- Genre: Reality television
- Directed by: Richard Farmbrough
- Presented by: William Van-Hage (series 1) Tris Payne (series 2) Alistair Appleton (series 3–6)
- Starring: Ann Maurice (1998–2003) Tracy Metro (2016)
- Composer: David Lowe
- Country of origin: United Kingdom
- Original language: English
- No. of seasons: 7

Production
- Executive producer: Peter Fincham
- Producer: Basi Akpabio
- Editors: Daisy Goodwin Tracey Jury Paddy Lynas
- Running time: 30 minutes (inc. adverts)
- Production companies: Talkback (1998–2003) Boundless (2016)

Original release
- Network: Channel 5
- Release: 24 August 1998 – 6 November 2003

= House Doctor =

House Doctor is a television programme, originally broadcast on Channel 5 in the United Kingdom. Each week, the House Doctor – Californian real-estate stylist, Ann Maurice – helps British home-owners sell their houses with her industry know-how and style tips. The popularity of the show has lent the word "house doctoring" to the British English lexicon, which is similar to the American term home staging. This programme is now shown in many countries around the globe, which is broadening the use and familiarity of this term.

==Format==
Developed by Talkback Productions, the 30-minute show opens with a presenter (a male to off-set Maurice), who shows to the present owners a video recording of the reactions of a number of prospective purchasers viewing the house, and their (negative) feedback. Maurice then enters the house during the video, and chats with the owners about the feedback and the major areas they can improve for a budget of around 1% of sales price. Maurice then instructs the presenter, the owners, and some hired-in local tradesman, on the work, which is seen in some detail, with an explanation as to why this is being done and how to make best costs. The show then ends with Maurice touring the revamped house, and new feedback from the original viewers. The owners then give feedback on the experience, and a voiceover at the end confirms the current sales status.

- [Data section]:
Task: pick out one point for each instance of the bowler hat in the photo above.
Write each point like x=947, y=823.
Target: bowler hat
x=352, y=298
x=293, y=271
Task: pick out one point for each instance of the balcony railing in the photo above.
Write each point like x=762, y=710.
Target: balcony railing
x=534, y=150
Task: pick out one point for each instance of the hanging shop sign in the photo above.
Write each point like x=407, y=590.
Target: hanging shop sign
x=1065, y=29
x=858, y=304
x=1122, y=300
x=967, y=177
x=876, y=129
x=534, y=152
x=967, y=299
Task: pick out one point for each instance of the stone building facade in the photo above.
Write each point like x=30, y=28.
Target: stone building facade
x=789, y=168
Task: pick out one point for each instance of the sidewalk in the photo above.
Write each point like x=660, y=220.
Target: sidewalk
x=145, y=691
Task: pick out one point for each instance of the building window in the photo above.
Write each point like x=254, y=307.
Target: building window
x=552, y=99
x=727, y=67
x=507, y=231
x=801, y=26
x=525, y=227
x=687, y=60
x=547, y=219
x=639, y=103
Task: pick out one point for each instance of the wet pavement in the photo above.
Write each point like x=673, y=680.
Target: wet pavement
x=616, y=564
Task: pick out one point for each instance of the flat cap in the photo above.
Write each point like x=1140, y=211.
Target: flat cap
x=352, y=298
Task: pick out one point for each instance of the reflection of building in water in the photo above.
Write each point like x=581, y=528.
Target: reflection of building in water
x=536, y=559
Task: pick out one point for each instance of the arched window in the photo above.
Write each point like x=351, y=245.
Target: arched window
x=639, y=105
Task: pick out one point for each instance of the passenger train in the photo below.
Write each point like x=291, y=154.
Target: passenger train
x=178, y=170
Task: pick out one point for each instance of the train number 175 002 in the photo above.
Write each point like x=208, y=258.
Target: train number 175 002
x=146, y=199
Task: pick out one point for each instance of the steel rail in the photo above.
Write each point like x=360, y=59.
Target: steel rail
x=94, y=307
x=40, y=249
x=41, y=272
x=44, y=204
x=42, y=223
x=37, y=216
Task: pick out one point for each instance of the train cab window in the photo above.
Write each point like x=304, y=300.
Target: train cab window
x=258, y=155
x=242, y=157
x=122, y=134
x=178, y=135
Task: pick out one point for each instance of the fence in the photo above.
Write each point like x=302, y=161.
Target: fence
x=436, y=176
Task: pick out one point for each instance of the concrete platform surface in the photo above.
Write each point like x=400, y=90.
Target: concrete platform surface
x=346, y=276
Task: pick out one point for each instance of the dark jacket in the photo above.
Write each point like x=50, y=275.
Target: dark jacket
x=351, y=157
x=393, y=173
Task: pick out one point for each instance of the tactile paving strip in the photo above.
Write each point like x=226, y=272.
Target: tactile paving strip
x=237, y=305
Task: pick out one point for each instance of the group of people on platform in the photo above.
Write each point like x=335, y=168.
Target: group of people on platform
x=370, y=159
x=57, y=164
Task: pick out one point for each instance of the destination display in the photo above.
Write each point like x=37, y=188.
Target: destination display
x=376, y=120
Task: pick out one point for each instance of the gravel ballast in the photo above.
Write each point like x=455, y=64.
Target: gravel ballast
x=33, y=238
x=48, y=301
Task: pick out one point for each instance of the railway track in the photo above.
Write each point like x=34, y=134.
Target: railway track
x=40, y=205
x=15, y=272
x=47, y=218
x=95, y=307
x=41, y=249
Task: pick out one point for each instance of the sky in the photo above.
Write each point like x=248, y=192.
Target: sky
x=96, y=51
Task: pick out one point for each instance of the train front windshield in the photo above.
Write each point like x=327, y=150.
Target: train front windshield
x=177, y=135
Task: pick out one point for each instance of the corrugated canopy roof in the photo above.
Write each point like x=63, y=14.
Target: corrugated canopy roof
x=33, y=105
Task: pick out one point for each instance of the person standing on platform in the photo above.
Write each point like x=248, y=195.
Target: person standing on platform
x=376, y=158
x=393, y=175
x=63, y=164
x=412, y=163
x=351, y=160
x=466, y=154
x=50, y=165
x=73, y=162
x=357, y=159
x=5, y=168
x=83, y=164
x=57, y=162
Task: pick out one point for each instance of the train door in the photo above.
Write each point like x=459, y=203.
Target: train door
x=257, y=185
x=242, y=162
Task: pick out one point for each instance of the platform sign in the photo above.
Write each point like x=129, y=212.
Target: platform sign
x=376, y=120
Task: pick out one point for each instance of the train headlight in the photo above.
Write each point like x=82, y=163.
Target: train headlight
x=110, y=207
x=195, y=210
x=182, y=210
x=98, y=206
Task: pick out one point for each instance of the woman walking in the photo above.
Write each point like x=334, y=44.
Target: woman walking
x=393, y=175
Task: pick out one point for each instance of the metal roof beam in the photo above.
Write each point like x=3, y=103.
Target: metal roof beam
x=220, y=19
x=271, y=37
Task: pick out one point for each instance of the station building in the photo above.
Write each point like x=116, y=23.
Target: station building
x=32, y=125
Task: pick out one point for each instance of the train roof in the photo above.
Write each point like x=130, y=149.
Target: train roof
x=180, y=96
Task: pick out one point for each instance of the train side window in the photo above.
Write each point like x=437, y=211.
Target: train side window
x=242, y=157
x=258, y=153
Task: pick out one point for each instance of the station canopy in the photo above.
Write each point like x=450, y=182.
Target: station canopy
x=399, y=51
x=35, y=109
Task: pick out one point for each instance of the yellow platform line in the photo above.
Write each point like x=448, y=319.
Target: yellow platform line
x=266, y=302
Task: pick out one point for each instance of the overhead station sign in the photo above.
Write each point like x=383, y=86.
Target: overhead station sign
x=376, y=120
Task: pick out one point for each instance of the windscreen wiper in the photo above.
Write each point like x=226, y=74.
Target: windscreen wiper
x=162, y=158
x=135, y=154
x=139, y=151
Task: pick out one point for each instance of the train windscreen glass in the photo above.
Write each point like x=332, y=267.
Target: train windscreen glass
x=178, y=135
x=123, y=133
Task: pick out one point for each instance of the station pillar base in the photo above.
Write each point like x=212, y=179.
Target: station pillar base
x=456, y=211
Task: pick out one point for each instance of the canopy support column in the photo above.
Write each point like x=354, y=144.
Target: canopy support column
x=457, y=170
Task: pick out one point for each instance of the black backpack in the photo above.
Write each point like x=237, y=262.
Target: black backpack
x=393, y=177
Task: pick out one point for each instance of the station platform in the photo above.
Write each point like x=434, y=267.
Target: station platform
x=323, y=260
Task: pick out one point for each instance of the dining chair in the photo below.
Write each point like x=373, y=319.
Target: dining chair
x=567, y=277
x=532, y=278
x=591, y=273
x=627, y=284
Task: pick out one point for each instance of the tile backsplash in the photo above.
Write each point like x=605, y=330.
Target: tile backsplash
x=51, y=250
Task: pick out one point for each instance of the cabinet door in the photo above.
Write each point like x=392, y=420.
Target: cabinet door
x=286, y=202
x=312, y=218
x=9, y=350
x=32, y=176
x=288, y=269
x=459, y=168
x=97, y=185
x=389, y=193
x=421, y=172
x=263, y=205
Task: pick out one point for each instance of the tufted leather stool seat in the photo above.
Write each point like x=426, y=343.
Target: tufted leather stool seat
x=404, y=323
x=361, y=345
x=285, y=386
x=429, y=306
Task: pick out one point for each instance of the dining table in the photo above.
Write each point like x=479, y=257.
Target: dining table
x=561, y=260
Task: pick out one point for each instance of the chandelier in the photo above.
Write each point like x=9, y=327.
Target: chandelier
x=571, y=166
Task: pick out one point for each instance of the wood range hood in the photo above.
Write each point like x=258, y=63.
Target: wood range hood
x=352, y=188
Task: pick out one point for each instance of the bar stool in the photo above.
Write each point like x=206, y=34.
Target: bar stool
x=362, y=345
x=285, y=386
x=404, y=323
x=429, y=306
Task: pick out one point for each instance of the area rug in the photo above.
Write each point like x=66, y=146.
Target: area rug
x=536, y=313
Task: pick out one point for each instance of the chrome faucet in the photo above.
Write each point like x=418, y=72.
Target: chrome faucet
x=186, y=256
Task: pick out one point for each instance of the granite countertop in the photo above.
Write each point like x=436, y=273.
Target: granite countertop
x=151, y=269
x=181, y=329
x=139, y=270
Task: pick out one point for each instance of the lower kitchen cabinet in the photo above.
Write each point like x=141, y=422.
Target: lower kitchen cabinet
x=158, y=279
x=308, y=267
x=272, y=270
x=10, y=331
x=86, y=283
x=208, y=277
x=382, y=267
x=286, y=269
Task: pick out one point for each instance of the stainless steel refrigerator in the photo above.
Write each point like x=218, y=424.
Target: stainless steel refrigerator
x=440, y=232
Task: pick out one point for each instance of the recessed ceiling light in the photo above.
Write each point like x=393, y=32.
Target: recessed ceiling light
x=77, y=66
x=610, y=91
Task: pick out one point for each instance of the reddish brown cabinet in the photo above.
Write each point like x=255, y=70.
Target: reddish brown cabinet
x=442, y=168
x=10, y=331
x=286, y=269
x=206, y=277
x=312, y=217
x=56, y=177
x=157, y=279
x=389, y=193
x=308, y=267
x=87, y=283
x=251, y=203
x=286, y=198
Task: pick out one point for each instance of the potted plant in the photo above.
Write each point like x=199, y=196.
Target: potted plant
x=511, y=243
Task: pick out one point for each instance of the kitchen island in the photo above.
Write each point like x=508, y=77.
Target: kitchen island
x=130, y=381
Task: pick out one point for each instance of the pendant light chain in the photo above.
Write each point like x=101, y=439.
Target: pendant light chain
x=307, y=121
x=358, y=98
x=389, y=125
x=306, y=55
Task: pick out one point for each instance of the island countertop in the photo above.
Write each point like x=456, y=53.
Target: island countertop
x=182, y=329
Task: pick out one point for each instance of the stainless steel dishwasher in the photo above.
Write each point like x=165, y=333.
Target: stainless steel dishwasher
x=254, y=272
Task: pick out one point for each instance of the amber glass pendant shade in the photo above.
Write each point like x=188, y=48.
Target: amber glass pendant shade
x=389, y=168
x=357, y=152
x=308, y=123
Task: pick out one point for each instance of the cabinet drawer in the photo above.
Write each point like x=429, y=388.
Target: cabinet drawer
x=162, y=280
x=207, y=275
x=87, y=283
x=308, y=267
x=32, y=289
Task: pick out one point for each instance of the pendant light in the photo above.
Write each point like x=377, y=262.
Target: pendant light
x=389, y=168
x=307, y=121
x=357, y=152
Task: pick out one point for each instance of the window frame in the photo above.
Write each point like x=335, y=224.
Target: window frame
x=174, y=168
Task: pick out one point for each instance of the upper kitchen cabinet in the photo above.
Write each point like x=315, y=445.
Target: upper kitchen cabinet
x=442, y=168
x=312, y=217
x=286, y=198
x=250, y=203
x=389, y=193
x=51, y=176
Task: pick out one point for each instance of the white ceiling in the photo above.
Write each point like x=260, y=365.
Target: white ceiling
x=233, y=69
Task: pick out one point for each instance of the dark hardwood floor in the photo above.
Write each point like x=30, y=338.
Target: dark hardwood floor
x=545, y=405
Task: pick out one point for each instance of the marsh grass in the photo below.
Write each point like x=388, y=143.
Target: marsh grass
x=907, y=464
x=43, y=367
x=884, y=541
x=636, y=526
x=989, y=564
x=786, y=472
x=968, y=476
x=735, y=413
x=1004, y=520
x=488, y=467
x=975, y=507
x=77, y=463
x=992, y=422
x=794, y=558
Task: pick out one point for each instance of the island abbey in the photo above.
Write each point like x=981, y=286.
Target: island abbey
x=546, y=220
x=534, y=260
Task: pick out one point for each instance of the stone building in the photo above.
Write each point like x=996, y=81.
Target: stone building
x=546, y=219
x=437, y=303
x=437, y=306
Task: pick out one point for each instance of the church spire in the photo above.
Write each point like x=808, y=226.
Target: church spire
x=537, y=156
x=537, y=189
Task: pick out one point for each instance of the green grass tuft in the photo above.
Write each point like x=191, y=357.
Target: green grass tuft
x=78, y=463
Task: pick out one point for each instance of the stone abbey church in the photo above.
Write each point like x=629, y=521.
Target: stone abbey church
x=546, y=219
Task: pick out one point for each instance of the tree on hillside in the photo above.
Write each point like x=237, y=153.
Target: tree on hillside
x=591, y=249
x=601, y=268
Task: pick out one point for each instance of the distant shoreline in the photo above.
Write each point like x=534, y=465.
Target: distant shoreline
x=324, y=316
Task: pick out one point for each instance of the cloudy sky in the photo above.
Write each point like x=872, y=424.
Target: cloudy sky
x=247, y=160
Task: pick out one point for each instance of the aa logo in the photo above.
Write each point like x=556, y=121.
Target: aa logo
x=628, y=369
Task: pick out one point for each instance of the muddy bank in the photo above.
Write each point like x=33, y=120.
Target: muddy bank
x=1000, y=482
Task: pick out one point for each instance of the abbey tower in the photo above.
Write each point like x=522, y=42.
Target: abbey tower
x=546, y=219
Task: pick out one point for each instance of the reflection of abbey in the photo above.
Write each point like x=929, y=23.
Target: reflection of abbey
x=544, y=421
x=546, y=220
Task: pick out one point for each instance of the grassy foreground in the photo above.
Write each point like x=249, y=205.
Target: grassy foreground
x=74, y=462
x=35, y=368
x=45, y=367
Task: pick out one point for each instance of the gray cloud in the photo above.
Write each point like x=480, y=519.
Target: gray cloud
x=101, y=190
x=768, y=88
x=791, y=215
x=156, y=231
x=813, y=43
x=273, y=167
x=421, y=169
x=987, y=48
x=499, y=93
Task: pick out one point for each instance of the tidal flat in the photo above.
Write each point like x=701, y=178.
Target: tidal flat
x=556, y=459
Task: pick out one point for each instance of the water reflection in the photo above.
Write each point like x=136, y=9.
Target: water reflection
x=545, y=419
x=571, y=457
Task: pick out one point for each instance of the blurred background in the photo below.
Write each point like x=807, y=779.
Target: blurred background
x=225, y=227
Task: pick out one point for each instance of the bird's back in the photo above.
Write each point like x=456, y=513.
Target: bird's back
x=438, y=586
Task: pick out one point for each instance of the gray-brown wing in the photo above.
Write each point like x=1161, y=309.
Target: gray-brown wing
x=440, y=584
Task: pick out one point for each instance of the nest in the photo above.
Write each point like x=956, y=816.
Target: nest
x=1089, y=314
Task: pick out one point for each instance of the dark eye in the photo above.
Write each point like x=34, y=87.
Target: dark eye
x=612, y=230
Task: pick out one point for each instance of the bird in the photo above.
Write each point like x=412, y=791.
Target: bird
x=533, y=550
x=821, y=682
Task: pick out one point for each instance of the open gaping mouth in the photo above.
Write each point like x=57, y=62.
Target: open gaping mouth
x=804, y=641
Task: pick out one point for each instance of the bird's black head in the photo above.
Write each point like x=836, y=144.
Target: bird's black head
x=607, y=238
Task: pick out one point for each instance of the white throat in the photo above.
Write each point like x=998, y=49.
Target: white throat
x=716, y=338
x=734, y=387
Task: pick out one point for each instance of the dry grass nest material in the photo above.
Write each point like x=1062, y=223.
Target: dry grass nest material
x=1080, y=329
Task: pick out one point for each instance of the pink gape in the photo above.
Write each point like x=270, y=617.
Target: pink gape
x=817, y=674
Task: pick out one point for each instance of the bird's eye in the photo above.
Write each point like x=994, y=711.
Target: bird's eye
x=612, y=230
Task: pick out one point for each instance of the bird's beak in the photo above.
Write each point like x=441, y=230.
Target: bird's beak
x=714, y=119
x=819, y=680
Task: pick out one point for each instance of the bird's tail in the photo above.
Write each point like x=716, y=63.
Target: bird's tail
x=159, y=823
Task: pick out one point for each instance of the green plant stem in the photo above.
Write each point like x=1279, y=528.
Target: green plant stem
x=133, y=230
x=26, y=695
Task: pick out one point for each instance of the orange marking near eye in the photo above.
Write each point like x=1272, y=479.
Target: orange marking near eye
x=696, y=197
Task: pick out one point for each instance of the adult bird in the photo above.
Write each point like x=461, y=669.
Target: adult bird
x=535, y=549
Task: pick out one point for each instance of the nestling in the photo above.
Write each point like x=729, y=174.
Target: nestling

- [Instructions]:
1. According to the House Doctor article, roughly how much money do the owners have for the improvements?
2. Using the House Doctor article, explain why the person who opens each show is a man.
3. Resume the House Doctor article from where it stops.

- [Answers to the tasks]:
1. Around 1% of the sales price.

2. The presenter is male to offset Ann Maurice, the Californian real-estate stylist who is the House Doctor.

3.
==History==
The show was broadcast on 24 August 1998 on Channel 5, and has run for seven series. The presenter for series one was William Van-Hague.

The presenter for series two was Tris Payne, but he left the show to move to BBC One to present the daily morning show Real Rooms. He was replaced by Alistair Appleton for series three to six. Maurice then became the presenter of House Doctor, and the show was extended to 60 minutes to include gardens.

There have also been a series of spin-off shows and specials, including House Doctor – Top 10! things that you need to fix to sell your house, House Doctor – A-Z of Design, House Doctor: Inside and Out, House Doctor, Designs for Living, Interior Rivalry and a documentary entitled, House Doctor: We Love You!

House Doctor returned to Channel 5 for a new series on 3 October 2016 with American interior designer Tracy Metro replacing Ann Maurice. Channel 5 have ordered 45 new episodes.

The show is often repeated early in the morning on Channel 5, usually at 4am or 5am, before Milkshake! begins.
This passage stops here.